- [Work to do] Rewrite the entries below with every "whole pixels" changed to "integer pixels", keeping everything else the same.

- [Supplied material]
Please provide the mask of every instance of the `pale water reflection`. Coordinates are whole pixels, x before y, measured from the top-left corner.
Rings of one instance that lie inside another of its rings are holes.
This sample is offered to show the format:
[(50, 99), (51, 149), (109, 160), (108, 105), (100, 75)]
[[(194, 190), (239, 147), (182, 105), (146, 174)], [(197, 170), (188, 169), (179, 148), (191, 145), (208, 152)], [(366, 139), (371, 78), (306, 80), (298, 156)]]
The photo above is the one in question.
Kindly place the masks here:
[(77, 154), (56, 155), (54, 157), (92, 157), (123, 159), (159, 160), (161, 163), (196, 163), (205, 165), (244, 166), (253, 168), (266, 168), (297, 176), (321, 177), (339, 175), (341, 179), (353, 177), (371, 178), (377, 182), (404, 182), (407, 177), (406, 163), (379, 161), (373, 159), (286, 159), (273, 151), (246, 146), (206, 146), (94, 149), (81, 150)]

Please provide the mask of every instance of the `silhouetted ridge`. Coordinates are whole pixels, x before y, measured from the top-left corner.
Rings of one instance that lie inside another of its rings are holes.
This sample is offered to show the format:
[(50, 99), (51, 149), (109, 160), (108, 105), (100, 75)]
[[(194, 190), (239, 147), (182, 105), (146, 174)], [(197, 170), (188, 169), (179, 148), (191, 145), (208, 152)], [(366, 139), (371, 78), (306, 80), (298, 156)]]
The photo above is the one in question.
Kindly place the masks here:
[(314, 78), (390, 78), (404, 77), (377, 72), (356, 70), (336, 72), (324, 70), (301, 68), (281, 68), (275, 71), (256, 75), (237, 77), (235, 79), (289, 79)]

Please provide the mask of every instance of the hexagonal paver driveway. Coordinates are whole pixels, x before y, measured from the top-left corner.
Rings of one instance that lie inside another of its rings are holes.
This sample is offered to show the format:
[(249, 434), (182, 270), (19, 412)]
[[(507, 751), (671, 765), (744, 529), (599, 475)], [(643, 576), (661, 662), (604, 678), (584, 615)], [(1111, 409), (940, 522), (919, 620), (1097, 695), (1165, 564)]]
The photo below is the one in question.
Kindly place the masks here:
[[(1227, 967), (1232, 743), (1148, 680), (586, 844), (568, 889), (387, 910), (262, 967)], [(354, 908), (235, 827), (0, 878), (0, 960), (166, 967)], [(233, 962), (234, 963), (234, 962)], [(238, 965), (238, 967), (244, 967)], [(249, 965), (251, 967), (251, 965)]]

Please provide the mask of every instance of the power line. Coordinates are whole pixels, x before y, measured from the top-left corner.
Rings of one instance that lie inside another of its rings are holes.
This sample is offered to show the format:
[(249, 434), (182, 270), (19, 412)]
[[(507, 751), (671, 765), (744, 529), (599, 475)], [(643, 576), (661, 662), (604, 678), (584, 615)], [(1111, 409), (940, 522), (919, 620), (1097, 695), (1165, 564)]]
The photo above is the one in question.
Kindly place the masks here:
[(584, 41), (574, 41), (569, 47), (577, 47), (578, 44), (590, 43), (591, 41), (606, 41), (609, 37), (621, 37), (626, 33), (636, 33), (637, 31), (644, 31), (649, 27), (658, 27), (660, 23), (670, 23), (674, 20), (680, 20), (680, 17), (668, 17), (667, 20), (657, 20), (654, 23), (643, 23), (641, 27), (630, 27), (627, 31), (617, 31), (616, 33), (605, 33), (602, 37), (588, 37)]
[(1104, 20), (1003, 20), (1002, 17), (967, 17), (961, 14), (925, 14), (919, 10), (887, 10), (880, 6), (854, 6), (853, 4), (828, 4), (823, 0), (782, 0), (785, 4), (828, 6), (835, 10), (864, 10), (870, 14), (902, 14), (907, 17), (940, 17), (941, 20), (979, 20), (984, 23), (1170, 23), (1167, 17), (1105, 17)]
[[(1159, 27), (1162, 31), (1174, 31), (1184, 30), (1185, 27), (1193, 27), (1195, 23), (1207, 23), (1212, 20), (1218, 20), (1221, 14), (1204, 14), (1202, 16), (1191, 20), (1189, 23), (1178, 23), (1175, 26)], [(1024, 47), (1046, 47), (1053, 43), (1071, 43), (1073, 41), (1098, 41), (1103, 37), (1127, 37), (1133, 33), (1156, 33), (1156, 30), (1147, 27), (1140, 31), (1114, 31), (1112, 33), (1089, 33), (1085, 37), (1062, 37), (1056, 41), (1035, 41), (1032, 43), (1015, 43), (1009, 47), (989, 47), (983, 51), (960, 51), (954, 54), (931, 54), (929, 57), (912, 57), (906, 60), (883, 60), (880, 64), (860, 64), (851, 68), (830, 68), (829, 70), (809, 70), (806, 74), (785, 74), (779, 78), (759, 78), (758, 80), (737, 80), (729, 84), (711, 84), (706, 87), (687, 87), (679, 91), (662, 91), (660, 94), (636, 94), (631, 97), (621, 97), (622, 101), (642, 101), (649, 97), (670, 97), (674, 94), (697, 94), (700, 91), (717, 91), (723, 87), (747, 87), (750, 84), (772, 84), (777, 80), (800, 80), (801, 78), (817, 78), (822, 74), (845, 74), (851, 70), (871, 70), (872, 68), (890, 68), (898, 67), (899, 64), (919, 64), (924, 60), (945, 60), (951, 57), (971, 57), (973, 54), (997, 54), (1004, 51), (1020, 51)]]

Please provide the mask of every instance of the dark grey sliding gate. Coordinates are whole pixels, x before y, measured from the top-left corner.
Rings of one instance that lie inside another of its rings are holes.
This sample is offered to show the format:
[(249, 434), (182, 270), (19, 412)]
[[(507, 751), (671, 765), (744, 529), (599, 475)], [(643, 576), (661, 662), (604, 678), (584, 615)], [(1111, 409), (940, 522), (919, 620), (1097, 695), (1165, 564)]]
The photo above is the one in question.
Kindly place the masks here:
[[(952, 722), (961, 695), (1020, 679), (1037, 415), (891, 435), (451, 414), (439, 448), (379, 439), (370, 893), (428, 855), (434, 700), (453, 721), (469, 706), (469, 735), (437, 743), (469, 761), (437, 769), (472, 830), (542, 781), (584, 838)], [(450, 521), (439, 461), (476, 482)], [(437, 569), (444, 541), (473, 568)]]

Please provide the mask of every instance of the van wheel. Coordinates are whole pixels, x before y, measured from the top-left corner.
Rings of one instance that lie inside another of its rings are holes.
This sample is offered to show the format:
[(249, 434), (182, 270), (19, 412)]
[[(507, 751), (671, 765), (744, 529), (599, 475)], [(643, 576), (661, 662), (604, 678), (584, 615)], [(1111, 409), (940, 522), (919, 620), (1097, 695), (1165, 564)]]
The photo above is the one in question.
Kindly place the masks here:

- [Task result]
Please provide the mask of every instance of the `pale water reflection`. Coordinates are integer pixels, x before y, measured from the top-left corner.
Rings of one instance that lie inside another of its rings are holes.
This sample is offered to show the format:
[(50, 99), (51, 149), (109, 160), (108, 105), (100, 75)]
[[(194, 190), (239, 147), (182, 105), (146, 174)], [(197, 170), (188, 169), (179, 148), (191, 145), (208, 152)], [(366, 139), (371, 78), (306, 80), (298, 156)]]
The photo above is the one in question.
Kindly place the masks here:
[(77, 154), (56, 155), (54, 157), (92, 157), (123, 159), (159, 160), (161, 163), (196, 163), (205, 165), (244, 166), (253, 168), (266, 168), (297, 176), (321, 177), (339, 175), (341, 179), (353, 177), (371, 178), (377, 182), (404, 182), (407, 177), (406, 163), (379, 161), (373, 159), (286, 159), (273, 151), (246, 146), (206, 146), (94, 149), (81, 150)]

Please provide the mask of every instance of the `silhouetted ridge`. Coordinates are integer pixels, x before y, measured from the top-left corner.
Rings of one instance that lie inside another of its rings are holes.
This sample is offered to show the format:
[(50, 99), (51, 149), (109, 160), (108, 105), (100, 75)]
[[(194, 190), (239, 147), (182, 105), (146, 174)], [(197, 170), (188, 169), (179, 148), (191, 145), (208, 152)], [(366, 139), (371, 78), (306, 80), (298, 156)]]
The photo above is the one in question.
Kindly place the masks here:
[(314, 78), (390, 78), (404, 77), (377, 72), (356, 70), (336, 72), (324, 70), (301, 68), (281, 68), (275, 71), (256, 75), (237, 77), (235, 79), (289, 79)]

Please provide the mask of every instance of the hexagonal paver driveway. Coordinates are integer pixels, x before y, measured from the top-left corner.
Rings of one instance that lie inside another of its rings are holes.
This sample is offered to show the format:
[(249, 434), (182, 270), (19, 412)]
[[(507, 751), (671, 765), (744, 529), (599, 475)], [(643, 576), (661, 662), (604, 678), (584, 615)], [(1111, 409), (940, 522), (919, 620), (1097, 695), (1165, 564)]]
The photo below is the one in question.
Kindly place the masks here:
[[(1227, 967), (1232, 743), (1148, 680), (586, 844), (568, 889), (387, 910), (262, 967)], [(354, 908), (235, 827), (0, 878), (0, 960), (166, 967)], [(233, 962), (234, 963), (234, 962)], [(238, 965), (238, 967), (244, 967)], [(249, 965), (251, 967), (251, 965)]]

Please provide the mask of every instance of the power line. Coordinates are integer pixels, x before y, measured from the top-left corner.
Rings of one instance that lie inside another of its rings are holes.
This sample is offered to show the format:
[(249, 434), (182, 270), (19, 412)]
[[(507, 751), (671, 765), (744, 529), (599, 475)], [(643, 576), (661, 662), (604, 678), (584, 615)], [(1111, 409), (940, 522), (919, 620), (1097, 695), (1165, 564)]]
The photo above is the one in question.
Kindly place the masks here:
[(584, 41), (574, 41), (569, 47), (577, 47), (578, 44), (590, 43), (591, 41), (606, 41), (609, 37), (621, 37), (626, 33), (636, 33), (637, 31), (644, 31), (649, 27), (658, 27), (660, 23), (670, 23), (674, 20), (680, 20), (680, 17), (668, 17), (667, 20), (657, 20), (654, 23), (643, 23), (641, 27), (630, 27), (627, 31), (617, 31), (616, 33), (605, 33), (602, 37), (588, 37)]
[(1104, 20), (1003, 20), (1002, 17), (967, 17), (961, 14), (925, 14), (919, 10), (887, 10), (880, 6), (854, 6), (853, 4), (828, 4), (823, 0), (782, 0), (785, 4), (828, 6), (835, 10), (864, 10), (870, 14), (902, 14), (907, 17), (940, 17), (941, 20), (979, 20), (984, 23), (1170, 23), (1167, 17), (1105, 17)]
[[(1159, 27), (1162, 31), (1174, 31), (1184, 30), (1185, 27), (1193, 27), (1195, 23), (1207, 23), (1212, 20), (1218, 20), (1221, 14), (1204, 14), (1202, 16), (1191, 20), (1189, 23), (1178, 23), (1175, 26)], [(1024, 47), (1046, 47), (1053, 43), (1071, 43), (1073, 41), (1098, 41), (1103, 37), (1127, 37), (1133, 33), (1156, 33), (1156, 30), (1147, 27), (1140, 31), (1114, 31), (1112, 33), (1089, 33), (1085, 37), (1062, 37), (1056, 41), (1035, 41), (1032, 43), (1015, 43), (1009, 47), (989, 47), (983, 51), (960, 51), (954, 54), (931, 54), (929, 57), (912, 57), (906, 60), (883, 60), (880, 64), (860, 64), (851, 68), (830, 68), (829, 70), (809, 70), (806, 74), (785, 74), (779, 78), (759, 78), (758, 80), (737, 80), (729, 84), (711, 84), (706, 87), (687, 87), (679, 91), (662, 91), (660, 94), (636, 94), (631, 97), (621, 97), (622, 101), (642, 101), (649, 97), (670, 97), (674, 94), (697, 94), (700, 91), (717, 91), (723, 87), (747, 87), (750, 84), (772, 84), (777, 80), (800, 80), (801, 78), (817, 78), (822, 74), (845, 74), (851, 70), (871, 70), (872, 68), (890, 68), (898, 67), (899, 64), (919, 64), (924, 60), (945, 60), (951, 57), (971, 57), (973, 54), (997, 54), (1004, 51), (1020, 51)]]

Please provide the mask of every instance of the dark grey sliding gate. Coordinates are integer pixels, x before y, measured from the top-left corner.
Rings of one instance that lie inside another of its rings are holes.
This sample is offered to show the format:
[(249, 434), (182, 270), (19, 412)]
[[(507, 751), (671, 765), (744, 529), (599, 475)], [(643, 576), (661, 662), (604, 678), (584, 615)], [(1111, 409), (940, 522), (919, 620), (1097, 695), (1165, 564)]]
The photo above is the one in question.
Kindly place the masks here:
[[(952, 722), (961, 695), (1020, 679), (1037, 415), (891, 435), (451, 414), (439, 448), (379, 439), (370, 893), (428, 855), (434, 700), (453, 721), (469, 706), (469, 735), (437, 743), (469, 761), (437, 769), (472, 830), (542, 781), (584, 838)], [(450, 521), (439, 461), (476, 482)], [(437, 569), (444, 541), (473, 568)]]

Please provide the mask of every instance of the van wheel. Coordinates are integer pixels, x before y, measured from the top-left corner.
Rings of one instance that lie inside another of its rings are holes.
This sample is offered to show the format:
[(249, 434), (182, 270), (19, 412)]
[[(507, 751), (671, 765), (744, 529), (599, 475)], [(643, 576), (661, 662), (604, 678), (584, 615)], [(1111, 409), (940, 522), (919, 620), (1097, 695), (1165, 564)]]
The photo above is the one in question.
Kindly place the masks here:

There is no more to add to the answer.